▶ EXERCISE TASK
Reproduce the listing below without any change, starting with its first line and going on through the line containing "(1139, 207)".

— START OF EXERCISE DATA —

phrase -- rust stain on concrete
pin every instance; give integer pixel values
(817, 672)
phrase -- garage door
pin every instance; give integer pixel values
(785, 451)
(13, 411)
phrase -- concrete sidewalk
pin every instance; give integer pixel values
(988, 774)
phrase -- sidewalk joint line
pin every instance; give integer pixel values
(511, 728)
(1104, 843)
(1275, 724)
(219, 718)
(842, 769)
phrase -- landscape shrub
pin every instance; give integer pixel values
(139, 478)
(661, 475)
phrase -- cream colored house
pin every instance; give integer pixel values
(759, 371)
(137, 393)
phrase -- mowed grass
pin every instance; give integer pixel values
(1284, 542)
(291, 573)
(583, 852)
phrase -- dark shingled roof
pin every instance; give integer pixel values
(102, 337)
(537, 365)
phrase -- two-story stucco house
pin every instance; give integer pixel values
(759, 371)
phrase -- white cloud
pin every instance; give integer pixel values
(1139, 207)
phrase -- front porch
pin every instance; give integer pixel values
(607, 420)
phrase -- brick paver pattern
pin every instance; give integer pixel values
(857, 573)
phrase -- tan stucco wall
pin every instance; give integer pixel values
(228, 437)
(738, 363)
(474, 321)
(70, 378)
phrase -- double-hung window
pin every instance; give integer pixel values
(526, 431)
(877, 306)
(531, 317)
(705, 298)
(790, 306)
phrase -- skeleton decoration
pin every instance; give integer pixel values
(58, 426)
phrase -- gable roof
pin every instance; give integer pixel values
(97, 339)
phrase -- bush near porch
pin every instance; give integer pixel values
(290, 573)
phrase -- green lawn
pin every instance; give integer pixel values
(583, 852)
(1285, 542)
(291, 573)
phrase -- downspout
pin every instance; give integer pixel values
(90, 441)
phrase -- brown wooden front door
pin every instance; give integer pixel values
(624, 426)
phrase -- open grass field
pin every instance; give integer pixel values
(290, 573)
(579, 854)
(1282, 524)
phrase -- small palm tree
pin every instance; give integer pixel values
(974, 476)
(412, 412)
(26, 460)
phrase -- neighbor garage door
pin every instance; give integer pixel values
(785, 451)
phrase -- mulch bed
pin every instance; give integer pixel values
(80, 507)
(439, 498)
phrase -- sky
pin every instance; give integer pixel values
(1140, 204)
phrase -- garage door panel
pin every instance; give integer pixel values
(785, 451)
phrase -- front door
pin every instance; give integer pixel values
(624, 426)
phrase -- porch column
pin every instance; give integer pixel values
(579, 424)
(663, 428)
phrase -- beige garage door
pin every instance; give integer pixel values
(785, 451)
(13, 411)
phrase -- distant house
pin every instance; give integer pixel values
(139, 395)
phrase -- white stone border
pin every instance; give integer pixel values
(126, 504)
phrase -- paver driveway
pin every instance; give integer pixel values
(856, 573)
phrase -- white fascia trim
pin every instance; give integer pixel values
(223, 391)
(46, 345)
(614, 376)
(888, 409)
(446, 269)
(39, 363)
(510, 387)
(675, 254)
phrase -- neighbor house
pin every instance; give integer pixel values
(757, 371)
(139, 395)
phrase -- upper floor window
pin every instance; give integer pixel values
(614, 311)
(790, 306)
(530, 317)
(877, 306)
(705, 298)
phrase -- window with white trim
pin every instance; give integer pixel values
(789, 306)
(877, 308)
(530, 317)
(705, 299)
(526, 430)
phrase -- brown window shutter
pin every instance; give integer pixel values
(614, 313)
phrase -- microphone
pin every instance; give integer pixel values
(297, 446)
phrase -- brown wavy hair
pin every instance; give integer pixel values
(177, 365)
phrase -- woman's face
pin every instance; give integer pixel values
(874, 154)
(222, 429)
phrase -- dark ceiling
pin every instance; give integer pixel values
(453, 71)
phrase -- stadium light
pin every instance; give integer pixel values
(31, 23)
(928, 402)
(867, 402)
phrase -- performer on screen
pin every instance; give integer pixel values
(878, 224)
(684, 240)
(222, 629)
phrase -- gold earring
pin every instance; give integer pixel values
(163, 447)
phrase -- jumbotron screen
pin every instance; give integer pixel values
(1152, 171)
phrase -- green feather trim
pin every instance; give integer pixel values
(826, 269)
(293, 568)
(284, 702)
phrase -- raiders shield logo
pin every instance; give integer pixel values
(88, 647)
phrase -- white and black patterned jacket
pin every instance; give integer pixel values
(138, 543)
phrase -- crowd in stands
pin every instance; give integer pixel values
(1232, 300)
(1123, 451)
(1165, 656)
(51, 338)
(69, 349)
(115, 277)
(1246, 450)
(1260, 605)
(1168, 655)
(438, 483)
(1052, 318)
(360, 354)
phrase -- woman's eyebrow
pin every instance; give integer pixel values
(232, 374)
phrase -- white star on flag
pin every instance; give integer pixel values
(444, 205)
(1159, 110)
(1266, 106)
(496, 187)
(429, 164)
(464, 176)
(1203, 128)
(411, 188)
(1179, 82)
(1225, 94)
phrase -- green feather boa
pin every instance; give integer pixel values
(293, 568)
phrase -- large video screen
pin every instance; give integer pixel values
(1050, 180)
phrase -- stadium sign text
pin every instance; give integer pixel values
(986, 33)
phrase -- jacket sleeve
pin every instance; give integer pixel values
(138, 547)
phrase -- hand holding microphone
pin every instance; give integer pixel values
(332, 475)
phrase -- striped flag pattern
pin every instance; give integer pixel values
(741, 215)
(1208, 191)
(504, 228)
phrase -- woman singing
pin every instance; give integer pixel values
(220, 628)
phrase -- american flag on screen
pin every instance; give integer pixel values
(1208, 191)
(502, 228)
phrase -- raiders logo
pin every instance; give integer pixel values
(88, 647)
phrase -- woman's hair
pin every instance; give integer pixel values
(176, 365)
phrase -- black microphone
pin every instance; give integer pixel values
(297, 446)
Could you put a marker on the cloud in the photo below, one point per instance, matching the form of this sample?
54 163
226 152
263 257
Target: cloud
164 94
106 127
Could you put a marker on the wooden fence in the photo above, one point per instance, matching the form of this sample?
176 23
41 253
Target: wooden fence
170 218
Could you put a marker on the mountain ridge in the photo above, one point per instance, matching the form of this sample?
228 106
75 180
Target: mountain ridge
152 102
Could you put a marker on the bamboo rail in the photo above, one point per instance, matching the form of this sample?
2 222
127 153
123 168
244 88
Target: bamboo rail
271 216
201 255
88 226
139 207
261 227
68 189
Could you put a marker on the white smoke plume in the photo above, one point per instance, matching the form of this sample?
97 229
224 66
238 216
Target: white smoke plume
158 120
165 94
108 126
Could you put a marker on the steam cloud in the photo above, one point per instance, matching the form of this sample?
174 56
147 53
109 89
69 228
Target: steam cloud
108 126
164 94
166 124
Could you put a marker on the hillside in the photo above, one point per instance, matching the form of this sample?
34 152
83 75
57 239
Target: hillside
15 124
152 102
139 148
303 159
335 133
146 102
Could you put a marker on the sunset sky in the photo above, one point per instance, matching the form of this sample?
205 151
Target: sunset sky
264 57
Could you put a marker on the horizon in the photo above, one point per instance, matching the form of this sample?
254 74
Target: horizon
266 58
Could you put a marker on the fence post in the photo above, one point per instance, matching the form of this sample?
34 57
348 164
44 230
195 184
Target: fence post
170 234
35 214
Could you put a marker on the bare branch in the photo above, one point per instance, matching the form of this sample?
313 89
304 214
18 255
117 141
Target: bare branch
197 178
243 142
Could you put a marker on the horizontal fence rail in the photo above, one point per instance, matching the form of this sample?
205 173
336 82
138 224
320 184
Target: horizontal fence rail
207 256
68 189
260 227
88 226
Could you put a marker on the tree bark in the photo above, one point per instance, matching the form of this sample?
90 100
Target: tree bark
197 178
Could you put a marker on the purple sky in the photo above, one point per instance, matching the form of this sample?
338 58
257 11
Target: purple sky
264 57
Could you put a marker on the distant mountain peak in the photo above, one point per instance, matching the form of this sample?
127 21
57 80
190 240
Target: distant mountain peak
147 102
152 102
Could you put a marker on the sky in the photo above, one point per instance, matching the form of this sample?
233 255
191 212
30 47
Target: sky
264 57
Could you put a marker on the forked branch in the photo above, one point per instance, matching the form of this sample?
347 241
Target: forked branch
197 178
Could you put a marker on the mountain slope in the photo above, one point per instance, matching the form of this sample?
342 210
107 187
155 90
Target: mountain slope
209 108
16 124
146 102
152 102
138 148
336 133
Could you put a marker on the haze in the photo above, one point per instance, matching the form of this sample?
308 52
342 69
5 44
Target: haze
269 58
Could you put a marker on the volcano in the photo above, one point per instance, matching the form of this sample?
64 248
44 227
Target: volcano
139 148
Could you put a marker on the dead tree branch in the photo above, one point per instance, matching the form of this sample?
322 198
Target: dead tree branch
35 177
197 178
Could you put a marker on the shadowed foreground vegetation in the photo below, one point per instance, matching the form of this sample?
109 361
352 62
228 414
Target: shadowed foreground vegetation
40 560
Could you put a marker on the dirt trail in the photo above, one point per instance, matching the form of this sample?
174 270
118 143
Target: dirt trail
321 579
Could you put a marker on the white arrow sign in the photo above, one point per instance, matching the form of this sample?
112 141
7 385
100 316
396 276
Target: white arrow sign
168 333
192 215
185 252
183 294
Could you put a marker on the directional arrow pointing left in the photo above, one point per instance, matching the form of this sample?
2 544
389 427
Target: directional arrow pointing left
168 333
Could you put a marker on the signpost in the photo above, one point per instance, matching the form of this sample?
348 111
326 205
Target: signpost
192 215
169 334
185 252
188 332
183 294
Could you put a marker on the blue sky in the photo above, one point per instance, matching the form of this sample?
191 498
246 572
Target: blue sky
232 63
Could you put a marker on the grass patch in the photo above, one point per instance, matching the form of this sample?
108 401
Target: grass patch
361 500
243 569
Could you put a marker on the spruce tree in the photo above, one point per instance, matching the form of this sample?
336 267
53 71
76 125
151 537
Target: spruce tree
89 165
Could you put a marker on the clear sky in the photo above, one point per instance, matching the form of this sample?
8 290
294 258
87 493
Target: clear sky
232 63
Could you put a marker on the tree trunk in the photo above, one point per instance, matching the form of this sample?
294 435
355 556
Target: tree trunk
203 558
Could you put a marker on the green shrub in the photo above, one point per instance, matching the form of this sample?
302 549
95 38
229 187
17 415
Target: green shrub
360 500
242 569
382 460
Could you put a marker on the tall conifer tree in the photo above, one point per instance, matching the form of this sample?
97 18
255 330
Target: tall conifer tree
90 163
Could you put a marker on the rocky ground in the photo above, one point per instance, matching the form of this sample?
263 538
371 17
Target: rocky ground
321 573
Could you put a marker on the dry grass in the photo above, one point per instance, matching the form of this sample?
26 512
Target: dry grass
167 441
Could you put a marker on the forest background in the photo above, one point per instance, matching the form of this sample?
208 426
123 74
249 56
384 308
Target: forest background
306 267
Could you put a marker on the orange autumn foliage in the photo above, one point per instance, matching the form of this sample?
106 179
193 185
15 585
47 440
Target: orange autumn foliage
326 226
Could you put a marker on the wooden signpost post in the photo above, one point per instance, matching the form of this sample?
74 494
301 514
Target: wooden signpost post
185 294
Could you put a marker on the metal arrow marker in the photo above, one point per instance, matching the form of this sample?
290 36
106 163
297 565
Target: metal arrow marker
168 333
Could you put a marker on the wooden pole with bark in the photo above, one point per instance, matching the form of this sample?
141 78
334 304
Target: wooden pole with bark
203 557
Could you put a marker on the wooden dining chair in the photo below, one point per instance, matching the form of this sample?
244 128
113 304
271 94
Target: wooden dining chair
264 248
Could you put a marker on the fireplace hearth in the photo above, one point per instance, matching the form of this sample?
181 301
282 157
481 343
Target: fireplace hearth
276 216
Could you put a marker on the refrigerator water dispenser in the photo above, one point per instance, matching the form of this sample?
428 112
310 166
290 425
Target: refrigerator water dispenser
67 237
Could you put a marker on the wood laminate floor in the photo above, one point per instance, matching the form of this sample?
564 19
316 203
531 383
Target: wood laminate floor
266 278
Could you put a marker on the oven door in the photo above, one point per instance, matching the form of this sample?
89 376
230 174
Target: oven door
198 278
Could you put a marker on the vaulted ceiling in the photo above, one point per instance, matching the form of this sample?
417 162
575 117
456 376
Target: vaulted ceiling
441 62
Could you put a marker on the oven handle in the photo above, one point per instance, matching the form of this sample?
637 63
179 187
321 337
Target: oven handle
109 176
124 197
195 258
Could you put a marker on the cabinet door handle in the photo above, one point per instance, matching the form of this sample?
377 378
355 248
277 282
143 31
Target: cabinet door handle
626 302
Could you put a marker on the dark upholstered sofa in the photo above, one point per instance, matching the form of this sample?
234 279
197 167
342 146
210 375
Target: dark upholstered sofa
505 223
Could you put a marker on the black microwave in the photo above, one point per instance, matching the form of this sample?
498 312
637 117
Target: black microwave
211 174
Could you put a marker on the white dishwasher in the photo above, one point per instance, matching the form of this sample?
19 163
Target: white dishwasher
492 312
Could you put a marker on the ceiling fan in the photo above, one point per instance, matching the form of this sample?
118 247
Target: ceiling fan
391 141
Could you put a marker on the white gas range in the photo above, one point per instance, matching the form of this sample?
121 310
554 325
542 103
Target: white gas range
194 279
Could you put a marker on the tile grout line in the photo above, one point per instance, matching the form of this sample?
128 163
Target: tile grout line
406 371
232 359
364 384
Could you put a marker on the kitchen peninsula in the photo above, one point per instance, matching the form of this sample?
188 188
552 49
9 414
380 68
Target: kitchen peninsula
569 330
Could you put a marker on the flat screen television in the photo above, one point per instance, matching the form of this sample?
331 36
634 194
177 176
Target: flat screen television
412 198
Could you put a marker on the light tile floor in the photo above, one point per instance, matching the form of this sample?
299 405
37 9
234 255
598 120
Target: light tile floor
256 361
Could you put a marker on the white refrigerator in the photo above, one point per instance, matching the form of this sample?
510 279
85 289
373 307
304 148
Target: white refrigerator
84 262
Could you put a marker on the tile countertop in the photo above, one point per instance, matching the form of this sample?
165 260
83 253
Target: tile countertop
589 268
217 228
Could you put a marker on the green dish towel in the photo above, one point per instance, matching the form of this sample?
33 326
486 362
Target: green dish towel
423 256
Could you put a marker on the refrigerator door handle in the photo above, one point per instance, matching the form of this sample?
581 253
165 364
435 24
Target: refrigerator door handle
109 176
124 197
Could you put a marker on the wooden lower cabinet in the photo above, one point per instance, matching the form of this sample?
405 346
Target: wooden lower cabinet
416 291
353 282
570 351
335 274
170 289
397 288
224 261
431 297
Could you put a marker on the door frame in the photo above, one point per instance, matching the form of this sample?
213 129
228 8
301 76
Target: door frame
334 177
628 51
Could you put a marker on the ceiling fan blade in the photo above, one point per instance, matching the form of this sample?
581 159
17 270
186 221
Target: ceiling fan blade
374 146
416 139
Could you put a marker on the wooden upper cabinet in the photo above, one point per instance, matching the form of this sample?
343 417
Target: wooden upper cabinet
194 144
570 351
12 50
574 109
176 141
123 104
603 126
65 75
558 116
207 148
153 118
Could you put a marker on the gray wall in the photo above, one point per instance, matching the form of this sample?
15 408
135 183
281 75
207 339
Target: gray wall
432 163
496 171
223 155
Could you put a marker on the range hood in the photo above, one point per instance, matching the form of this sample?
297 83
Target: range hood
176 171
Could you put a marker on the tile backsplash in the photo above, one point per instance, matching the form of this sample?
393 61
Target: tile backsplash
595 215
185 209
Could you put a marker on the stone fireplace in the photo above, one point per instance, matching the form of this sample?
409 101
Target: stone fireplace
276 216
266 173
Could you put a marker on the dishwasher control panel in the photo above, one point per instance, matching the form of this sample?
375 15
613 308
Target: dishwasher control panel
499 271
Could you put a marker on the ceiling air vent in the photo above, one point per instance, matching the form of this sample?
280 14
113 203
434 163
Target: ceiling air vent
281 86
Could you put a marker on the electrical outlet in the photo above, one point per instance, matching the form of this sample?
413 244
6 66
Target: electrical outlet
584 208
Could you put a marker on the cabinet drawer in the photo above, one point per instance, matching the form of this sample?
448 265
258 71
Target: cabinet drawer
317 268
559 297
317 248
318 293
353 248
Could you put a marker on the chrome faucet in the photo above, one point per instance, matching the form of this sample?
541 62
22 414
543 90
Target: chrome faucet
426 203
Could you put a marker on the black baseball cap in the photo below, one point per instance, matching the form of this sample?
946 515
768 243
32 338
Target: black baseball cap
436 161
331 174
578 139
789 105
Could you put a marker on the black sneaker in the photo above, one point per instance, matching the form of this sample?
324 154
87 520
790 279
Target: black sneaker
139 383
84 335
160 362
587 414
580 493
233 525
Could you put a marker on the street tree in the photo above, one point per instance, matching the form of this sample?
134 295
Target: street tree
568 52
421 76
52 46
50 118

— END OF EXERCISE DATA —

▶ EXPECTED OUTPUT
phrase -- rust stain on concrete
pin every instance; give integer pixel values
(817, 672)
phrase -- garage door
pin every instance; give integer pixel values
(785, 451)
(13, 411)
phrase -- concrete sidewalk
pin every instance; give integer pixel values
(988, 774)
phrase -- sidewalk joint line
pin every instance; give integer pixel values
(511, 728)
(1104, 843)
(1275, 724)
(219, 718)
(842, 769)
phrase -- landscape shrub
pin every instance; give integer pixel values
(139, 478)
(661, 475)
phrase -- cream colored house
pin every instance; give integer pixel values
(759, 371)
(137, 393)
phrase -- mowed grass
pin every instance; give integer pixel values
(1284, 542)
(291, 573)
(583, 852)
phrase -- dark shingled roof
pin every instance; give integer pixel values
(102, 337)
(537, 365)
phrase -- two-story stucco house
pin every instance; give integer pixel values
(759, 371)
phrase -- white cloud
pin every instance; give integer pixel values
(1139, 207)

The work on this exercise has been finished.